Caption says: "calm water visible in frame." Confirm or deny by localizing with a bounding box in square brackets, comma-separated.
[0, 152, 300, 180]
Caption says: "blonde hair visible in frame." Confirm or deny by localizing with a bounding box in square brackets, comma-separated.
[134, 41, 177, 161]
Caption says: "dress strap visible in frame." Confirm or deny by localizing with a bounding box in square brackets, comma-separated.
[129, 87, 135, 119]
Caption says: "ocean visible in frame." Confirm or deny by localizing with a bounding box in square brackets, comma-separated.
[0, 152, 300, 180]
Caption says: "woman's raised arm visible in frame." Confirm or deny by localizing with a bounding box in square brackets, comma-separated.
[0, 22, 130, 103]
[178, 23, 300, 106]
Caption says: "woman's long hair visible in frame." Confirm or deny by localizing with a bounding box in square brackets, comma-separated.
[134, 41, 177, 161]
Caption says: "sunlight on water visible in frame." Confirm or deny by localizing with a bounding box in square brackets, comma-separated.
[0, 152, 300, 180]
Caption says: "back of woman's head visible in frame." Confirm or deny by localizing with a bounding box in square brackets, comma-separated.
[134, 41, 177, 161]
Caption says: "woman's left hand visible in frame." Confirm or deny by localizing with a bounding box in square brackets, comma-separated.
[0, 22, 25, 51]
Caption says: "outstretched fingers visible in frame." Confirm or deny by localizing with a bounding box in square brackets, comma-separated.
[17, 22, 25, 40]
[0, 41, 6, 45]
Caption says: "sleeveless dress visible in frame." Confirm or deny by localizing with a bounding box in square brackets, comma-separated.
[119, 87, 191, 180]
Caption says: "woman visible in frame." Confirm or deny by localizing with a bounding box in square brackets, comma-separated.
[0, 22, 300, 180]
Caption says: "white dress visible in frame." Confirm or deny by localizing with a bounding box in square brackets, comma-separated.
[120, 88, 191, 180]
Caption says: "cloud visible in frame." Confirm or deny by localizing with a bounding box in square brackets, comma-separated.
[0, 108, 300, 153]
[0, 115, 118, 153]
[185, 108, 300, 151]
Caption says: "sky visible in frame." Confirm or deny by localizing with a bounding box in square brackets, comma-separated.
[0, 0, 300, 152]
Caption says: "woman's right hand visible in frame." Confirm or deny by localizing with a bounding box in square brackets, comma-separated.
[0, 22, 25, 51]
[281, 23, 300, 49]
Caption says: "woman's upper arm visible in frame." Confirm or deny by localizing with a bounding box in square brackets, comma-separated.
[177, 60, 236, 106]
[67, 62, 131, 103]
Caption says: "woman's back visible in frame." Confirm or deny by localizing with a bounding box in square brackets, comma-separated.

■ PROMPT: Convert the data above into a JSON array of strings with one string per line, skipping any blank lines.

■ TASK ANSWER:
[
  "Caption says: \"calm water visible in frame.\" Confirm or deny by localizing with a bounding box in square brackets, comma-separated.",
  "[0, 152, 300, 180]",
  "Caption says: \"blonde hair visible in frame.\" Confirm or deny by localizing with a bounding box in square brackets, comma-separated.",
  "[134, 41, 177, 161]",
  "Caption says: \"dress strap visible in frame.\" Confirm or deny by localizing with a bounding box in square brackets, comma-separated.",
  "[129, 87, 135, 119]",
  "Caption says: \"ocean visible in frame.\" Confirm or deny by localizing with a bounding box in square brackets, comma-separated.",
  "[0, 152, 300, 180]",
  "Caption says: \"woman's raised arm visible in frame.\" Confirm or deny by localizing with a bounding box in square brackets, comma-separated.",
  "[0, 22, 130, 103]",
  "[178, 23, 300, 106]",
  "Caption says: \"woman's long hair visible in frame.\" Confirm or deny by localizing with a bounding box in square brackets, comma-separated.",
  "[134, 41, 177, 161]",
  "Caption says: \"sunlight on water visible in frame.\" Confirm or deny by localizing with a bounding box in square brackets, comma-separated.",
  "[0, 152, 300, 180]",
  "Caption says: \"back of woman's head visible in frame.\" Confirm or deny by localizing with a bounding box in square brackets, comma-separated.",
  "[134, 41, 177, 161]",
  "Caption says: \"woman's left hand visible in frame.\" Confirm or deny by localizing with a bounding box in square brackets, comma-separated.",
  "[0, 22, 25, 51]",
  "Caption says: \"outstretched fingers visible in frame.\" Confirm or deny by localizing with a bounding box in square brackets, comma-separated.",
  "[17, 22, 25, 40]",
  "[0, 41, 6, 45]",
  "Caption says: \"sleeveless dress visible in frame.\" Confirm or deny by localizing with a bounding box in square brackets, comma-separated.",
  "[119, 87, 191, 180]",
  "Caption says: \"woman visible in frame.\" Confirm or deny by localizing with a bounding box in square brackets, comma-separated.",
  "[0, 22, 300, 180]",
  "Caption says: \"white dress visible in frame.\" Confirm or deny by localizing with a bounding box in square brackets, comma-separated.",
  "[120, 88, 191, 180]",
  "Caption says: \"cloud visible in frame.\" Confirm or deny by localizing with a bounding box in square brackets, comma-separated.",
  "[0, 108, 300, 153]",
  "[0, 115, 118, 153]",
  "[185, 108, 300, 151]",
  "Caption says: \"sky visible in frame.\" Confirm or deny by localizing with a bounding box in square brackets, comma-separated.",
  "[0, 0, 300, 152]",
  "Caption says: \"woman's right hand visible in frame.\" Confirm or deny by localizing with a bounding box in square brackets, comma-separated.",
  "[0, 22, 25, 51]",
  "[281, 23, 300, 49]",
  "Caption says: \"woman's upper arm visible in frame.\" Confirm or deny by localizing with a bounding box in square brackets, comma-separated.",
  "[177, 60, 236, 106]",
  "[67, 62, 131, 103]",
  "Caption says: \"woman's back visible in frame.\" Confirm or deny by localizing with a bounding box in square brackets, comma-separated."
]